GIVEN TEXT:
## Microprocessor Systems

Dr. Gökhan İnce

# Topics

- Central Processing Unit Structure
- Instruction Format

# 4

### Central Processing Unit

- CPU is the fundamental execution/processing unit of the computer
- CPU consists of ALU, Control Unit, and Registers
- CPU is characterized by:
  - Clock frequency
  - Speed
  - Data bus width
  - Instruction set
  - Addressing capability
  - Addressing capacity



### Internal Structure of CPU





#### Intel 4004

- in 1971, commercially available single-chip microprocessor
- 12 bit address bus
- 4 bit data bus

#### **CPU Elements**

- Memory Address Register (MAR)
- Memory Data Register (MDR)
- Arithmetic and Logic Unit (ALU)
- Accumulator (ACC)
- Condition Code Register (CCR)
- General Purpose Registers (C, D, H, L ...)
- Program Counter (PC)
- Instruction Register (IR)
- Instruction Decoder
- Stack Register (Pointer) (SP)
- Index Register (IX)
- Control Unit (CU)

RECORDED INFORMATION:
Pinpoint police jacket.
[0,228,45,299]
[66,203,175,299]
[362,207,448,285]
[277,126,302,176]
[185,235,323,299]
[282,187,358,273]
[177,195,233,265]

WHAT IS ASKED:
**a)** Translate this sentence from the microprocessor systems text into Spanish: "CPU consists of ALU, Control Unit, and Registers".
**b)** From the microprocessor systems text, write out the part that opens with the words containing "#### Intel 4004" and closes with "- Accumulator (ACC)".

SOLUTIONS:
**a)** La CPU consta de la ALU, la unidad de control y los registros.

**b)**
#### Intel 4004

- in 1971, commercially available single-chip microprocessor
- 12 bit address bus
- 4 bit data bus

#### **CPU Elements**

- Memory Address Register (MAR)
- Memory Data Register (MDR)
- Arithmetic and Logic Unit (ALU)
- Accumulator (ACC)